## begin QUOTED PASSAGE

Sorry for the length of this “question”. The post in which I cover the preliminary context hasn’t been published yet (4,000+ words and I’m < 40% through my outline).
Introduction
I have done some thinking of how one might quantify the capabilities of an AI system to influence the “real world” environment.
I have identified three broad interfaces for executing capabilities:
Humans (and groups thereof)
Human infrastructure
Physics/Bare reality
Humans
The AI could influence the world by convincing humans to do things that it wants.
Some relevant skills:
Communication
Negotiation/Bargaining (broadly construed)
Trade (broadly construed)
Persuasion
Flirtation
Deception
Manipulation
Etc.
The idea here is influence the real world via influencing individual humans or groups of humans
Quantifying Human Interfacing Capabilities
To a first approximation, a function to quantify human capabilities might be a positive (aggregate) function of something like: “the likelihood that the AI could convince a(n arbitrary) human to perform a(n arbitrary) act” (let’s call this the likelihood of successful persuasion [LSP]). The function may apply suitable modifications to LSP such as:
Positive weighted by the power/influence of the human(s)
Inversely weighted by the time taken to convince said human(s)
Positive weighted by the influence of the act(s)
Inversely weighted by the human(‘s/s’) disposition towards the act(s)
Defence of the Method
The human interface is just the AI influencing the world via influencing humans. A naive way to quantify the AI’s ability to influence humans is something like an aggregate of LSP. Upon thinking on it for a few seconds, you’d like to modify the LSP in some ways.
This is vague, because I am not trying to design a concrete measure of “ability to influence humans”, at this stage of my thinking, I’m fine with a high level abstraction of what such a measure might look like.
Human Infrastructure
The AI could influence the world via the levers of human civilisation. A non-exhaustive list of relevant human infrastructure follows:
Social
Political
Cultural
Economic and financial
Security
Information Technology
Legal
Etc.
Subclasses of the above
Superclasses of the above
Intersections of the above
Unions of the above
An example of influencing the world via human infrastructure is hacking into a web server. I’m not going to attempt to list the relevant classes of skills for interacting with human infrastructure because they are far too many.
Some ways of interfacing with human infrastructure
All jobs/occupations in the global economy.
Any service for which monetary, social, or other compensation can be provided.

## end QUOTED PASSAGE
## begin GIVEN ENTRIES

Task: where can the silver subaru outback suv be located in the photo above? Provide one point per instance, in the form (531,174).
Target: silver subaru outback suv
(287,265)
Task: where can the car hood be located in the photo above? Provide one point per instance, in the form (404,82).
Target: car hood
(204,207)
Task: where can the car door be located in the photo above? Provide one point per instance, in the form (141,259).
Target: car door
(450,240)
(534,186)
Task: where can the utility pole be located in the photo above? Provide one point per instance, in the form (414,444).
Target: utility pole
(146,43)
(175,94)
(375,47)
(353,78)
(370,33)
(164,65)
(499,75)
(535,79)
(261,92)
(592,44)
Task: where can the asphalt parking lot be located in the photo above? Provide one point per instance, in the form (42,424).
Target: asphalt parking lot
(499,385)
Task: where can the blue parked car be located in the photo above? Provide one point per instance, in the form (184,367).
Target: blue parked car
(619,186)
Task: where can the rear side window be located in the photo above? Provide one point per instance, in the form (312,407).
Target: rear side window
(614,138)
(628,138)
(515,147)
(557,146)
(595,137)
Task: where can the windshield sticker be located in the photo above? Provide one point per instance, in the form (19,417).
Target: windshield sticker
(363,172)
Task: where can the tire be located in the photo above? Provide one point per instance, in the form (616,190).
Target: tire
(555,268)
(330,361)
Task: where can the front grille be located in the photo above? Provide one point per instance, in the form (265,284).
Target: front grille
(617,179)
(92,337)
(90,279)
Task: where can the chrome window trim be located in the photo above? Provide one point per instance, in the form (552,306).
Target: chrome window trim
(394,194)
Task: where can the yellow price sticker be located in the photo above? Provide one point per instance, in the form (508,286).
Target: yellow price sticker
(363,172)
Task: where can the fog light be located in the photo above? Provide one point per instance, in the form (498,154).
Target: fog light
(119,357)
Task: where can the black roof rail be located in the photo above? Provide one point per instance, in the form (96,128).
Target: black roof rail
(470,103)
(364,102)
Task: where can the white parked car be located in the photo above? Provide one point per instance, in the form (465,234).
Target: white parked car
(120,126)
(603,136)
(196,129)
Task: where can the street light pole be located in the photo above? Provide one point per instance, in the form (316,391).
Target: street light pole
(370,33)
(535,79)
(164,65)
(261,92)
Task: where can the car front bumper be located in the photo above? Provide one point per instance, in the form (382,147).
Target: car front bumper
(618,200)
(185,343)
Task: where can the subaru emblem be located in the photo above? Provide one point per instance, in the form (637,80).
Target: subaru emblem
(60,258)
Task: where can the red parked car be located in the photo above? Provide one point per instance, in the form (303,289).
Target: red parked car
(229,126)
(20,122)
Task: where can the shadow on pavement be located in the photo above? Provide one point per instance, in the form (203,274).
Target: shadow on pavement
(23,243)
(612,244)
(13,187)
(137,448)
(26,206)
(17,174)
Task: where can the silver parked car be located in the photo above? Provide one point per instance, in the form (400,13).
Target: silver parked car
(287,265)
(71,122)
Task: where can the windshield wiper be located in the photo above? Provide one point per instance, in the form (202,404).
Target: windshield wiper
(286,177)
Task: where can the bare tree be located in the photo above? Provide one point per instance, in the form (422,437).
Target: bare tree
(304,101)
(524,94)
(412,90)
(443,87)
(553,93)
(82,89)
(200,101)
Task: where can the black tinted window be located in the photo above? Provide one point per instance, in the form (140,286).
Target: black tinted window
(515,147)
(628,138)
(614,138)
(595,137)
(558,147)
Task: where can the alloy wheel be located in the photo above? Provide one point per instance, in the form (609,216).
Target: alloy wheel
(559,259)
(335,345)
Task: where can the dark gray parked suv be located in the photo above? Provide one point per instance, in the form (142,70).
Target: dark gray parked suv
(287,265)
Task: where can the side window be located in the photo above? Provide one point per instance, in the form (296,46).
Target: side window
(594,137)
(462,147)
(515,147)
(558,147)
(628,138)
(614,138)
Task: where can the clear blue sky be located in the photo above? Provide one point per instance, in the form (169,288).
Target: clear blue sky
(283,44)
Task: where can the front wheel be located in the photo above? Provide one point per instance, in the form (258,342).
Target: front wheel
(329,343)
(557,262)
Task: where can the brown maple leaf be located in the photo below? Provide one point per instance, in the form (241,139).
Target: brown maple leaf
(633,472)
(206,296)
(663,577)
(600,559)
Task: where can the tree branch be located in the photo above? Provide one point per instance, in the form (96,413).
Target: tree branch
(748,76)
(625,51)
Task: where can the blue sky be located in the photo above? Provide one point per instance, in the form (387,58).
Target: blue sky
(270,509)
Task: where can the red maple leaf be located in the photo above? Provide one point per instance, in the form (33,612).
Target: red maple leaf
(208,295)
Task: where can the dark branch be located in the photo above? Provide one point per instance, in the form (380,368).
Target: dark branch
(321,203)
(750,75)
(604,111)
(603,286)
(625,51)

## end GIVEN ENTRIES

### SET EXERCISE
Rewrite the post on measuring an AI's real-world influence between "Introduction" and "Trade (broadly construed)", inclusive, with "Communication" replaced by "Conversation". The entries aren't needed for this.

### FINAL ANSWER
Introduction
I have done some thinking of how one might quantify the capabilities of an AI system to influence the “real world” environment.
I have identified three broad interfaces for executing capabilities:
Humans (and groups thereof)
Human infrastructure
Physics/Bare reality
Humans
The AI could influence the world by convincing humans to do things that it wants.
Some relevant skills:
Conversation
Negotiation/Bargaining (broadly construed)
Trade (broadly construed)